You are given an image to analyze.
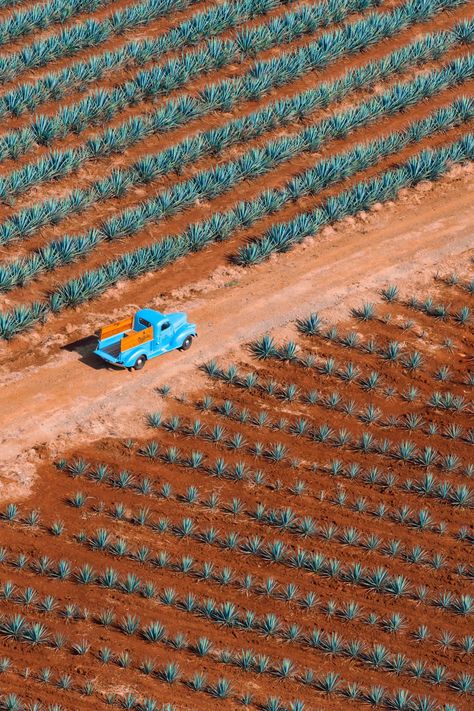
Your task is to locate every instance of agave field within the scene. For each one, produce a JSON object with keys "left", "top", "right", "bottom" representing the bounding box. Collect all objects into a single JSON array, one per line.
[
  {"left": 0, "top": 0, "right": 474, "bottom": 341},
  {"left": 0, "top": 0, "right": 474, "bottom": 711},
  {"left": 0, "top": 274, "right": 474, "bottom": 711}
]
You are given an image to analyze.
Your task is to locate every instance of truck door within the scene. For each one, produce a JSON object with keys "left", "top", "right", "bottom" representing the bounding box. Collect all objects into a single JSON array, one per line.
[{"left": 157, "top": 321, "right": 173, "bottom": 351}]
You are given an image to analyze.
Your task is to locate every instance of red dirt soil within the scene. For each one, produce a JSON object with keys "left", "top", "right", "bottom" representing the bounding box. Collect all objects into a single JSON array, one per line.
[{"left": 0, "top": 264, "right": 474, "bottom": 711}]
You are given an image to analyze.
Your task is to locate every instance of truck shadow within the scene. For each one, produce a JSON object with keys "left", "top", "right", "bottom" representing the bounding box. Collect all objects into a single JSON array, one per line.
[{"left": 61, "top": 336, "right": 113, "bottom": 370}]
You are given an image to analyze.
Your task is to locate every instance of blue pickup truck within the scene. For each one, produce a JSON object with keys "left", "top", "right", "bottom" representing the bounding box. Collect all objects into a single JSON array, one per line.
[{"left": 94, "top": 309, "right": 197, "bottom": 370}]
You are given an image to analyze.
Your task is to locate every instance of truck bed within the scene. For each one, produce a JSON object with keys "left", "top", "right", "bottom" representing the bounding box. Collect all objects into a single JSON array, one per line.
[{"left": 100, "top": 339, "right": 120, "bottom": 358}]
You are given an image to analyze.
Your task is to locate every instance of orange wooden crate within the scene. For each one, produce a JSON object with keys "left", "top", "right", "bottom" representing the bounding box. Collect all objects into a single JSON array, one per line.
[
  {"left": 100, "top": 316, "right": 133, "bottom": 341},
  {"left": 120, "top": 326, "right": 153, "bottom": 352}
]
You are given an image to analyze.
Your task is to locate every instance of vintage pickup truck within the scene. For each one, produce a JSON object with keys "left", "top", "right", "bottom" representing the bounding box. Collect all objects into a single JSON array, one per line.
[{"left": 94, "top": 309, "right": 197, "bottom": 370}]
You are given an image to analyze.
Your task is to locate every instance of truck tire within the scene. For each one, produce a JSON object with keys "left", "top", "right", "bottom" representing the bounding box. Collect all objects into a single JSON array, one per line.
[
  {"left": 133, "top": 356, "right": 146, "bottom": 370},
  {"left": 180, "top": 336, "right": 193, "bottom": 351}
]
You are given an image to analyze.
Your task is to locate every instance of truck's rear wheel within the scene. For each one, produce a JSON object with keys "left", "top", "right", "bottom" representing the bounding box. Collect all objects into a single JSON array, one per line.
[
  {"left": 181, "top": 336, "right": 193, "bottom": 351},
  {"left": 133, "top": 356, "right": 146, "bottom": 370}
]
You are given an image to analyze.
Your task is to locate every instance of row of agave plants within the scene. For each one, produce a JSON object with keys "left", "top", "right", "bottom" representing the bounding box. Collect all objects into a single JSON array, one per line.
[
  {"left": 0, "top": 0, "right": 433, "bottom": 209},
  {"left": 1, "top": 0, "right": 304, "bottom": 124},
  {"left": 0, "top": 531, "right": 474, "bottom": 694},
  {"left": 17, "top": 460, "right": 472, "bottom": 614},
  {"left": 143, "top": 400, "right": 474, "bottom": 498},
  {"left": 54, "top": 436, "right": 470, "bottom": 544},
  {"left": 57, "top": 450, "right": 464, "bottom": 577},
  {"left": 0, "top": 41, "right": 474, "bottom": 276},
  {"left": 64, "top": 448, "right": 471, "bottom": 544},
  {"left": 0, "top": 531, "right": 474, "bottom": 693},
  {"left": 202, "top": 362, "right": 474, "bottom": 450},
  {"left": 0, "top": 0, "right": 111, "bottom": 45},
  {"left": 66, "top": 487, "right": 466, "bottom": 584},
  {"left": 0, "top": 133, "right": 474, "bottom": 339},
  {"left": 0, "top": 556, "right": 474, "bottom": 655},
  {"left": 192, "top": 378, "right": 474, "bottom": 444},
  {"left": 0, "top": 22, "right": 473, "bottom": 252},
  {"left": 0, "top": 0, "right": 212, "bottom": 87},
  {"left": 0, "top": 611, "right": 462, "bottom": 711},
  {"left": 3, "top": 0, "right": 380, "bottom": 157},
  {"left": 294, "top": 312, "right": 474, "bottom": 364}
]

# WHAT THE EXERCISE ASKS
Pull out every line of the records that contains the word "vintage", matching case exactly.

# EXPECTED ANSWER
Your task is to locate every instance of vintage pickup truck within the scene. For each one, produce a JSON object with keys "left", "top", "right", "bottom" representing the bounding box. Collect all objects into a single JSON array, one per line.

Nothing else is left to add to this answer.